EXTRAIT >>
□ □ □ □

Eux en ont un, le Stampia, un domaine de sept hectares situé à Jodoigne, en Wallonie, où la compagnie a emménagé en 2015. Mais il ne faut pas s’y méprendre, ces gens de théâtre passent le plus clair de leur temps en roulotte, à arpenter les routes de France et d’Europe pour donner des spectacles de leur cru ou élaborés en collaboration avec des artistes venus d’ailleurs.

Désir, Terre et Sang, Les Baladins du Miroir © Pierre Bolle
Sol rond comme une arène

Ce soir-là, à Visé, la foule se presse autour du chapiteau pour voir Désir, Terre et Sang, une pièce imaginée par la metteuse en scène invitée Dominique Serron, sorte de collage élaboré à partir de la trilogie rurale composée par Yerma, les Noces de sang et La Maison de Bernarda Alba. Cette mise en scène se tisse autour de la peinture de l’Espagne profonde et traditionnelle chère à Lorca, dans laquelle les femmes sont contraintes de tenir ce rôle très catholique de martyres, dans l’amour et dans la mort. Les rôles ne cessent de s’échanger, des filles d’Alba à la Novia et aux multiples itérations de Yerma — ce dernier personnage étant décuplé sur scène, incarné de manière chorale par la quasi-dizaine de comédiennes comme une ribambelle spectrale.

Il faut attendre la seconde partie du spectacle pour que cette toile émotionnelle trouve sa densité. On jurerait alors que du sang espagnol coule dans les veines de ces Belges. Quelque chose brûle dans les voix, dans les visages, dans la façon dont ils donnent corps à ces existences enracinées et insulaires, corsetées par les tabous, les traditions et les croyances. Sous ce chapiteau, sur ce sol rond comme une arène, au gré d’une scénographie simple mais évocatrice pensée par Laure Hassel avec les artistes vidéo de Drop The Spoon et au rythme des compositions musicales de Line Adam naît une intensité tellurique, inséparable de l’esprit du poète né en 1898 à Fuente Vaqueros, près de Grenade.

□ □ □ □

ENTRÉES >>
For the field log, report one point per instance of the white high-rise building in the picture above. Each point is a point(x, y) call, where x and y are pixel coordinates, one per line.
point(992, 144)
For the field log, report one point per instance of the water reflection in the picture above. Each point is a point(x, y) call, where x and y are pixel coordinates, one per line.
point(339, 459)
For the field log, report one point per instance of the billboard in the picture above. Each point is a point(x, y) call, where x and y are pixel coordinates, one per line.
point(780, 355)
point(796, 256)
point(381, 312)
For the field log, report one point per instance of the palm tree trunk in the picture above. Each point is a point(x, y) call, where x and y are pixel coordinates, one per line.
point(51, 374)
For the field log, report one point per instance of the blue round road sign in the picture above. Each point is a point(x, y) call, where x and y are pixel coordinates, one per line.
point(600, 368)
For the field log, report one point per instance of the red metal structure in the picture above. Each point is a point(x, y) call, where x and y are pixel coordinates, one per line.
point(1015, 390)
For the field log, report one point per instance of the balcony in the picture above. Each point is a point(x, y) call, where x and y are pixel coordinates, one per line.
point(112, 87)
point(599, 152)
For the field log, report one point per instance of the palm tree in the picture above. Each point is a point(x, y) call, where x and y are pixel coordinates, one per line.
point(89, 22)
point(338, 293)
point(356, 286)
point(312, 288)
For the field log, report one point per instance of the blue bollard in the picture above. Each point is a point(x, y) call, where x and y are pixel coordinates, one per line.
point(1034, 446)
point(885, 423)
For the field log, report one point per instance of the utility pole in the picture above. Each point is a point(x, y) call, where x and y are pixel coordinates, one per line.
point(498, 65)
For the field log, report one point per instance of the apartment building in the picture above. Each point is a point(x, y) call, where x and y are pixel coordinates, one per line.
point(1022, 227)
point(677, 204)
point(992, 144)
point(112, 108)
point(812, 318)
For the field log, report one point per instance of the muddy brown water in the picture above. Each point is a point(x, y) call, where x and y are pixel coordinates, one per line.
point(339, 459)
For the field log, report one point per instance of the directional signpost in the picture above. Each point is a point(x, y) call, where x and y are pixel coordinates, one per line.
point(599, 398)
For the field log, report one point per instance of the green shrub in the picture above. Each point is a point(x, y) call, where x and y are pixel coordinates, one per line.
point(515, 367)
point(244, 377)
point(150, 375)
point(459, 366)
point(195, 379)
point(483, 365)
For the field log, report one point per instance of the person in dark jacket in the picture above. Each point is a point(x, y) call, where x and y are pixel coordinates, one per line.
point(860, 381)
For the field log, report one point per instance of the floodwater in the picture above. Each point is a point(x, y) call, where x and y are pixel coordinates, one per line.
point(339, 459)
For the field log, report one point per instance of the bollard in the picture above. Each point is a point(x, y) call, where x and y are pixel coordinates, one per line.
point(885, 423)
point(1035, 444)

□ □ □ □

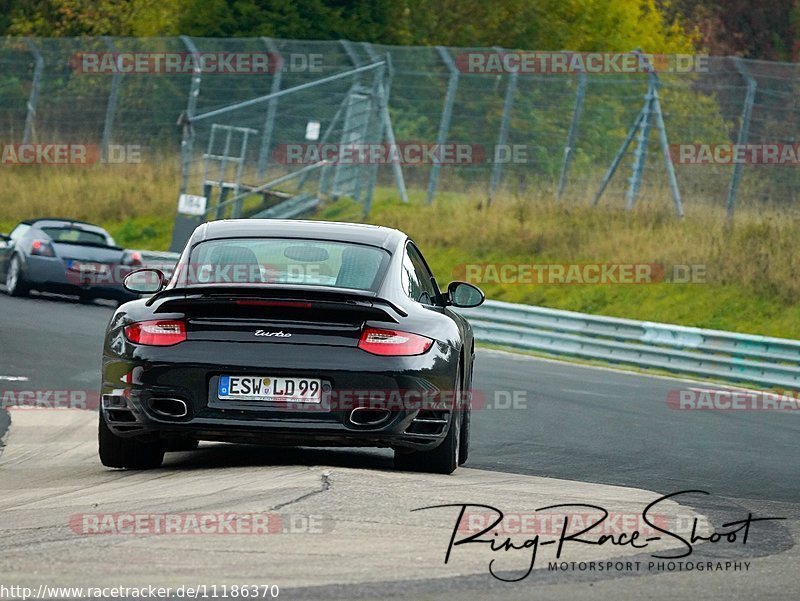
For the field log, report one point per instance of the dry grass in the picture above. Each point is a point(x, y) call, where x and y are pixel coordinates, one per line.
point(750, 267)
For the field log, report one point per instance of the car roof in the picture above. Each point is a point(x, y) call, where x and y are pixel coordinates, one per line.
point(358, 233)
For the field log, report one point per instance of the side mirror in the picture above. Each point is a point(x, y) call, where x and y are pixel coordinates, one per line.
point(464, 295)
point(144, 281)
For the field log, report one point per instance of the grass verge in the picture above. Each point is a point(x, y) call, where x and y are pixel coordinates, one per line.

□ □ □ □

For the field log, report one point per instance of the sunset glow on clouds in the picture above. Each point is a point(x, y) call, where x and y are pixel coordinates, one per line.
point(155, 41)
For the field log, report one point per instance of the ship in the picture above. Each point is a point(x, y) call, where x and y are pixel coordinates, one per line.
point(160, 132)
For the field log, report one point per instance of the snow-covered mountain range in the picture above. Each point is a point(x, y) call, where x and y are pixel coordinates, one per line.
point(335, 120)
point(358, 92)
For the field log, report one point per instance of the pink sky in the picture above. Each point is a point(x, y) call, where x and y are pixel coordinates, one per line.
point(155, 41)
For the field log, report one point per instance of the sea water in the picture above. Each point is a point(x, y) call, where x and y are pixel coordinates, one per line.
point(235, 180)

□ □ □ □

ACTIONS À MENER >>
**a)** Citez le passage de l'extrait sur Désir, Terre et Sang qui va de « Eux en ont un, le » jusqu'à « artistes venus d’ailleurs. ».
**b)** Répondez brièvement à ces questions sur l'extrait sur Désir, Terre et Sang :
(i) En quelle année la compagnie s'est-elle installée au Stampia ?
(ii) Qui a pensé la scénographie du spectacle, avec les artistes vidéo de Drop The Spoon ?
(iii) Où le poète est-il né ?
**c)** Poursuivez l'extrait sur Désir, Terre et Sang à partir de sa dernière phrase.

RÉPONSES PAR CONSIGNE >>
**a)**
Eux en ont un, le Stampia, un domaine de sept hectares situé à Jodoigne, en Wallonie, où la compagnie a emménagé en 2015. Mais il ne faut pas s’y méprendre, ces gens de théâtre passent le plus clair de leur temps en roulotte, à arpenter les routes de France et d’Europe pour donner des spectacles de leur cru ou élaborés en collaboration avec des artistes venus d’ailleurs.

**b)**
(i) En 2015.
(ii) Laure Hassel.
(iii) À Fuente Vaqueros, près de Grenade.

**c)**
Lorca en miroir
Désir, Terre et Sang, Les Baladins du Miroir © Pierre Bolle

Les obsessions de l’écrivain ainsi mises à nu rejoignent sa propre biographie, évoquée dans les interstices de la fiction. Le destin sombre et sanglant qui unit les trois pièces est le même qui attend Lorca, pourtant au zénith de sa vie d’artiste, lui qui fut assassiné en 1936 par les franquistes. Désir, terre est sang offre au dramaturge ibérique un hommage respectueux de part en part, qui sait faire coexister une indignation intacte vis-à-vis de son assassinat et une évocation amoureuse de sa vie.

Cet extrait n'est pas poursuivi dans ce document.